_About this task:_
Reproduce, word for word, the portion of the passage on safe surgery that begins at the words "In 2013, a group" and stops after the words "due to HIV/AIDS.".

Segment Start: Extract provided

After spending years on the periphery of disease-specific initiatives, safe surgery has emerged as a movement-worthy cause. In recent years, its recognition as a key tenet of the Sustainable Development Goals and a cornerstone of health systems – touching maternal health, child health, trauma, non-communicable diseases, etc. – has created a platform for advocacy and awareness-generation.

In 2013, a group of global surgery experts came together to form the Lancet Commission on Global Surgery, which has become the main reference point for calling attention to the needs and challenges around safe surgery. Its landmark report found that five billion people lack access to safe surgical and anesthesia care worldwide, and that 17 million deaths per year can be attributed to surgically-treatable conditions – roughly 15 times the number of deaths due to HIV/AIDS.

So the need for surgical care is clearly there, but is there enough momentum and infrastructure around which the global surgery community could build a movement? Naturally, the minute hand of awareness and advocacy began to tick.

In 2015, the Global Alliance for Surgical, Obstetric, Trauma and Anesthesia Care (G4 Alliance) led a campaign to promote surgery’s importance in health systems, and helped pass a new World Health Assembly policy that acknowledged its role in universal health coverage. That same year, the World Health Organization agreed to begin measuring key surgical data as part of its core global health indicators. Likewise, a wide range of prominent influencers – from Atul Gawande to Jim Kim to Madonna – have come out as major champions of the cause.

These efforts have spawned even more awareness-raising, commitment-making and policy change. The World Federation of Societies of Anesthesiologists (WFSA) created the SAFE-T campaign focused on access to safe anesthesia; the Association of Women Surgeons sparked a viral social media campaign called #ILookLikeASurgeon; companies like GE and Johnson & Johnson committed tens of millions of dollars toward safe surgery programs; and a handful of countries began developing national surgical plans as part of official government policy.

Segment End: Extract provided
Segment Start: Entries shown

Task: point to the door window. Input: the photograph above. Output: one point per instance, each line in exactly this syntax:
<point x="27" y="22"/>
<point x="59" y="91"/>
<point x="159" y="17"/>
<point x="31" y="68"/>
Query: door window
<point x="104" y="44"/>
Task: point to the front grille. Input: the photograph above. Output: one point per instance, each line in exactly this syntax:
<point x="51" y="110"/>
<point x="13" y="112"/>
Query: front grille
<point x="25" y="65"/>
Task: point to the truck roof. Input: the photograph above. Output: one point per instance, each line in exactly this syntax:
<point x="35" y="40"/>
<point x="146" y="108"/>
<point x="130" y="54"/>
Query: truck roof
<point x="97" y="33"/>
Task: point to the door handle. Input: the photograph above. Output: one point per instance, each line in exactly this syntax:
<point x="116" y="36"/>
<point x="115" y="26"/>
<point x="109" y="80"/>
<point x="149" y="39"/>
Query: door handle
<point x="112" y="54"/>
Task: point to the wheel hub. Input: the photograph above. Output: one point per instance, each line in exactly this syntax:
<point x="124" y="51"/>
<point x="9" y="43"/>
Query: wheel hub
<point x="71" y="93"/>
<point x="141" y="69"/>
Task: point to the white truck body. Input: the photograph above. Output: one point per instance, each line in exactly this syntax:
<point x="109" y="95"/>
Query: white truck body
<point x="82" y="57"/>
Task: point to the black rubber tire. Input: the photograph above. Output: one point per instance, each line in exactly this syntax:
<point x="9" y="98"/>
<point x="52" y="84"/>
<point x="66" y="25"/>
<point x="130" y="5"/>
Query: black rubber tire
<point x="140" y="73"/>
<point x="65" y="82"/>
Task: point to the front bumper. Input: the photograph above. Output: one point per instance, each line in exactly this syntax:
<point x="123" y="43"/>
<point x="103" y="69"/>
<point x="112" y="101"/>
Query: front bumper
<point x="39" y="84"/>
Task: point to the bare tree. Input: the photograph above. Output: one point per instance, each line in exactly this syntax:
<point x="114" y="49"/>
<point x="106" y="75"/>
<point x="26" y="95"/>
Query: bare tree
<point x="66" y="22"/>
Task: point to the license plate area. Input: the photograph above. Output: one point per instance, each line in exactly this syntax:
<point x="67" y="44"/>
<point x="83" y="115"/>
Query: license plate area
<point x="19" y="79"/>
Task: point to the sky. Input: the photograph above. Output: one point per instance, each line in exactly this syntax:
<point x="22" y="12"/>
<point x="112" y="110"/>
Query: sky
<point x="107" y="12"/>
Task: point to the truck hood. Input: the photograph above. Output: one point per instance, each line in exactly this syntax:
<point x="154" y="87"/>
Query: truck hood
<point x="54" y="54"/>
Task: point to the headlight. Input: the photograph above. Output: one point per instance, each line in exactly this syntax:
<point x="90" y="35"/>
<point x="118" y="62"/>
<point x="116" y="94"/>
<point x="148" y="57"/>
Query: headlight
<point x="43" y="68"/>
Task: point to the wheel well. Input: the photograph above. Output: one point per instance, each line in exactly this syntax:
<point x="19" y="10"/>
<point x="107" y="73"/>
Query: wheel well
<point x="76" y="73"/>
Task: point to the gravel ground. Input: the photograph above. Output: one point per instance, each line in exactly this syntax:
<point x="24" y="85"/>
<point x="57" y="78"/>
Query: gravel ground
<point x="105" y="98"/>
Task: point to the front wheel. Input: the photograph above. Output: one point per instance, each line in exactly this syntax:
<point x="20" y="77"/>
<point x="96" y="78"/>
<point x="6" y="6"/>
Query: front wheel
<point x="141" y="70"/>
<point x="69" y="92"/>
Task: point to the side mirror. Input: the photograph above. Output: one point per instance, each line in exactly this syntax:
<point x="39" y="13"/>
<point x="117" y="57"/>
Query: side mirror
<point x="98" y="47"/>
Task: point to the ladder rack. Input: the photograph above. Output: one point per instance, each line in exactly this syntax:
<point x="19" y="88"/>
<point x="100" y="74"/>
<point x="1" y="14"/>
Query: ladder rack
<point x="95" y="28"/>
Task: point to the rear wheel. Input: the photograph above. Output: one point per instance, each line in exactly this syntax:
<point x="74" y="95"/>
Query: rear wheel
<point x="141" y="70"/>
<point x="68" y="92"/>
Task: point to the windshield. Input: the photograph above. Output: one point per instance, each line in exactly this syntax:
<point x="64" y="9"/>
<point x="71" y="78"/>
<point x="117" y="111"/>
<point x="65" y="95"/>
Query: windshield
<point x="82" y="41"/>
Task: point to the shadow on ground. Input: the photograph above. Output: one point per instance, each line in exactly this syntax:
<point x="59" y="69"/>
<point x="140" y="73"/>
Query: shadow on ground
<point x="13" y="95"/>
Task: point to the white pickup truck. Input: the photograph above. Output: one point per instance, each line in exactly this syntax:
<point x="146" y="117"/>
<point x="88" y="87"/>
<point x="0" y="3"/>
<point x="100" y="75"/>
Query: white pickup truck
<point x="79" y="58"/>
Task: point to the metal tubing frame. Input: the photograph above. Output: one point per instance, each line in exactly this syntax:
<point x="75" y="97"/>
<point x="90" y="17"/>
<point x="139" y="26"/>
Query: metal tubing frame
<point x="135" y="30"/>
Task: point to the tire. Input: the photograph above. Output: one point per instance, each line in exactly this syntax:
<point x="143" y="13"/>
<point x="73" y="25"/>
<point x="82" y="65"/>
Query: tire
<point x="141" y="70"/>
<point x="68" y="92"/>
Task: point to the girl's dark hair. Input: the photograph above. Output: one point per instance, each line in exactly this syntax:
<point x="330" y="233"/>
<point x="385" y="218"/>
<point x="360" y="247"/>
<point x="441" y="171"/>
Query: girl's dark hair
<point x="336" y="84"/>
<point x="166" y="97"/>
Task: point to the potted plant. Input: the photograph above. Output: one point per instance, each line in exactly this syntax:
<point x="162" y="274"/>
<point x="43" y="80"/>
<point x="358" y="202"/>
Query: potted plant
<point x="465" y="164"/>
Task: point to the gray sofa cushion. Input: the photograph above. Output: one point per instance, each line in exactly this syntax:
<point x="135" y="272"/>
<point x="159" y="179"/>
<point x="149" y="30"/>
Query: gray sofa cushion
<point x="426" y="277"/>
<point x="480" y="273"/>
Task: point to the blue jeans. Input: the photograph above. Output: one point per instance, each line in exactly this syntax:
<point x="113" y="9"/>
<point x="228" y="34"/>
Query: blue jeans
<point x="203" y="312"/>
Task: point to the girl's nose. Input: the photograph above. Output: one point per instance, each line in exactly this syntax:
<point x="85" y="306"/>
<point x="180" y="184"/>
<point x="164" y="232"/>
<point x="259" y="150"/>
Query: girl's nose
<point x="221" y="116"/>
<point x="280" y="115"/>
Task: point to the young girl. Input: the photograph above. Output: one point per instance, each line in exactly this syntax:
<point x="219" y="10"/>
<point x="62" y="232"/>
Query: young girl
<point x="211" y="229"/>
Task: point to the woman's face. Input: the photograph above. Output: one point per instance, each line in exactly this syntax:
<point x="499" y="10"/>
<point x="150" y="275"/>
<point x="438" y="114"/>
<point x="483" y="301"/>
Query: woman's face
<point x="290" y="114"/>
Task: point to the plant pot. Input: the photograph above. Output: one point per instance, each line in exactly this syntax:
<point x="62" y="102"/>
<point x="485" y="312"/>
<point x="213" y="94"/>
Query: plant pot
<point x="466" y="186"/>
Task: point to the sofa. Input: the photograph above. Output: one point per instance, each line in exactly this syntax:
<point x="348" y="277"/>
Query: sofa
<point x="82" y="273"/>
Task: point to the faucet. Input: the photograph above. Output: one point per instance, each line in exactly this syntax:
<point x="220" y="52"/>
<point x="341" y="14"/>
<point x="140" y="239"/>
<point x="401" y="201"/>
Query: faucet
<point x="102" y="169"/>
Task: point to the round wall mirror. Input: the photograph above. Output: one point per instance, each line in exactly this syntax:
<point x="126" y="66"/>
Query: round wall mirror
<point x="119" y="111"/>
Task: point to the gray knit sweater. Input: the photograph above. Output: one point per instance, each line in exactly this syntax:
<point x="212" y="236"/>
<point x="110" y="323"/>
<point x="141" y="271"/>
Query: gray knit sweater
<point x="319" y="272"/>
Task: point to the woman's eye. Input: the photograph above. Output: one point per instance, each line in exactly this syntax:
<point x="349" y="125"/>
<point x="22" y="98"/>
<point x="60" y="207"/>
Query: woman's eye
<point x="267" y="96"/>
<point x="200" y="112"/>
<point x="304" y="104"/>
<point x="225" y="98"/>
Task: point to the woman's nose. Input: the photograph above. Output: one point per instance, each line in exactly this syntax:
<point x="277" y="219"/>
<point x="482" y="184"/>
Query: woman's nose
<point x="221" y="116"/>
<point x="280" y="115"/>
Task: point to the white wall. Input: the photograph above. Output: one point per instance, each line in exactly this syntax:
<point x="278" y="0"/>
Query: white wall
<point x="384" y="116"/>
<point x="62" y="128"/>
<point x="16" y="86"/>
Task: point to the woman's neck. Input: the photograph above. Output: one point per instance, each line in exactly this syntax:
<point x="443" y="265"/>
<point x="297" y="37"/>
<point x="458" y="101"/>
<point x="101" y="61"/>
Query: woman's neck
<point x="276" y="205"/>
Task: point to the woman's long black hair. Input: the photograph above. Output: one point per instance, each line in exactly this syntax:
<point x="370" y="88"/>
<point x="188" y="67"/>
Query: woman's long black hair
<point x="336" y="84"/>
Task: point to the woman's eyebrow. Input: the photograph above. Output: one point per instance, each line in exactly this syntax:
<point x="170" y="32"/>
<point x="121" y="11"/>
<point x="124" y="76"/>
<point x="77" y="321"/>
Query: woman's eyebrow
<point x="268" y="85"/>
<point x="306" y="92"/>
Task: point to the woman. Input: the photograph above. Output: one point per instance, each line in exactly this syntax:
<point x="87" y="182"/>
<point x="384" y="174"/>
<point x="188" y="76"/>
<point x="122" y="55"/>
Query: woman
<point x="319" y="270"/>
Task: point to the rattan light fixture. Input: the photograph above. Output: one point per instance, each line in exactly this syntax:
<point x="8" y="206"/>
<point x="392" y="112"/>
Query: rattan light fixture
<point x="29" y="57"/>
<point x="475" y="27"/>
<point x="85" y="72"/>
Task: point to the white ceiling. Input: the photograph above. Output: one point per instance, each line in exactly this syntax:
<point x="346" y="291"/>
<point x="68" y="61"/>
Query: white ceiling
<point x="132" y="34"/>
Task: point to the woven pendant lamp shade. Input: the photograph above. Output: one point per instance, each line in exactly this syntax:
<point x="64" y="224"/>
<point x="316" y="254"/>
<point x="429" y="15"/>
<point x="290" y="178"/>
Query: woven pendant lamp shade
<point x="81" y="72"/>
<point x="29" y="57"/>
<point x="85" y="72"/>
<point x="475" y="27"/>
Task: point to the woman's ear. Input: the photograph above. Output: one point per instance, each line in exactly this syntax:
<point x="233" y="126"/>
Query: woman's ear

Segment End: Entries shown

_Result below:_
In 2013, a group of global surgery experts came together to form the Lancet Commission on Global Surgery, which has become the main reference point for calling attention to the needs and challenges around safe surgery. Its landmark report found that five billion people lack access to safe surgical and anesthesia care worldwide, and that 17 million deaths per year can be attributed to surgically-treatable conditions – roughly 15 times the number of deaths due to HIV/AIDS.